** Opening TEXT SECTION block **

Limitations of the study
Despite the insights gained, several limitations must be acknowledged. The small sample size increases the risk of type II errors and limits statistical power for subgroup analyses, while the single-center Egyptian cohort restricts generalizability to other ethnicities and geographies. This modest sample size reflects inherent challenges in procuring HCC tissue samples from a single center, as diagnostic liver biopsies are increasingly avoided due to risks of tumor seeding and procedural complications associated with fine-needle aspiration. Contemporary guidelines favor non-invasive imaging modalities and reserve surgical resection for limited therapeutic contexts [47]. Additional constraints include the retrospective design, which limits uniformity in viral load measurements and introduces variability in DAA treatment duration as potential confounders; the use of synthetic controls from ANT tissues, which do not represent true healthy baselines; the absence of raw survival and recurrence data, precluding prognostic assessments; and the reliance on formalin-fixed paraffin-embedded (FFPE)-based RTL measurements, which may be influenced by fixation artifacts despite confirmation of >80% tumor purity via hematoxylin and eosin (H&E) staining. Furthermore, no longitudinal follow-up data were available, and the quantitative polymerase chain reaction (qPCR) method measures relative (rather than absolute) telomere length. These factors temper the conclusions, underscoring the exploratory nature of the findings. Future multi-center studies with larger cohorts, absolute telomere length measurement methods (e.g., terminal restriction fragment analysis), and inclusion of survival endpoints are essential to validate RTL’s prognostic utility and further dissect DAA mechanisms for personalized HCC management [34, 40, 45, 46].

** Closing TEXT SECTION block **
** Opening DATA FOR ANALYSIS block **

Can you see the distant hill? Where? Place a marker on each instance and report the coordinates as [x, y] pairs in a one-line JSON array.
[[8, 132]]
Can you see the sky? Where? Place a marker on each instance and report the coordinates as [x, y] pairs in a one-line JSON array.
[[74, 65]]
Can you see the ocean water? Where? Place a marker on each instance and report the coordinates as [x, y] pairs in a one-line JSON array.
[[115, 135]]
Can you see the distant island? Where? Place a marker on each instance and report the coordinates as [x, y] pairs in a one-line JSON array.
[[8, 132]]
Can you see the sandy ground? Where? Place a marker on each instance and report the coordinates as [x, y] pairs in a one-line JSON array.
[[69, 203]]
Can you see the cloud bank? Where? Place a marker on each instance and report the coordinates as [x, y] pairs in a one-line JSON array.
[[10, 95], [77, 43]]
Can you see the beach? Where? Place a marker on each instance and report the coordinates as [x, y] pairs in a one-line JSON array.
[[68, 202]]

** Closing DATA FOR ANALYSIS block **

Write the next part of the limitations text on the liver cancer study, starting after its final sentence. The lines have nothing to do with the limitations text.

Conclusion
This study offers compelling insights into RTL elongation, carcinoembryonic antigen (CEA) correlations, and clinicopathological distinctions in HCV-associated HCC following DAA therapy. In clinical practice, tumor RTL—assessed from resection specimens in early-stage (BCLC 0/A) [47] post-DAA patients undergoing curative surgery—could stratify those with marked elongation (>1.5-fold vs. adjacent non-tumorous tissue) into higher-risk cohorts for intensified postoperative imaging (contrast-enhanced MRI every 3–6 months) and consideration of adjuvant therapies, thereby guiding personalized follow-up in this surgically managed subgroup.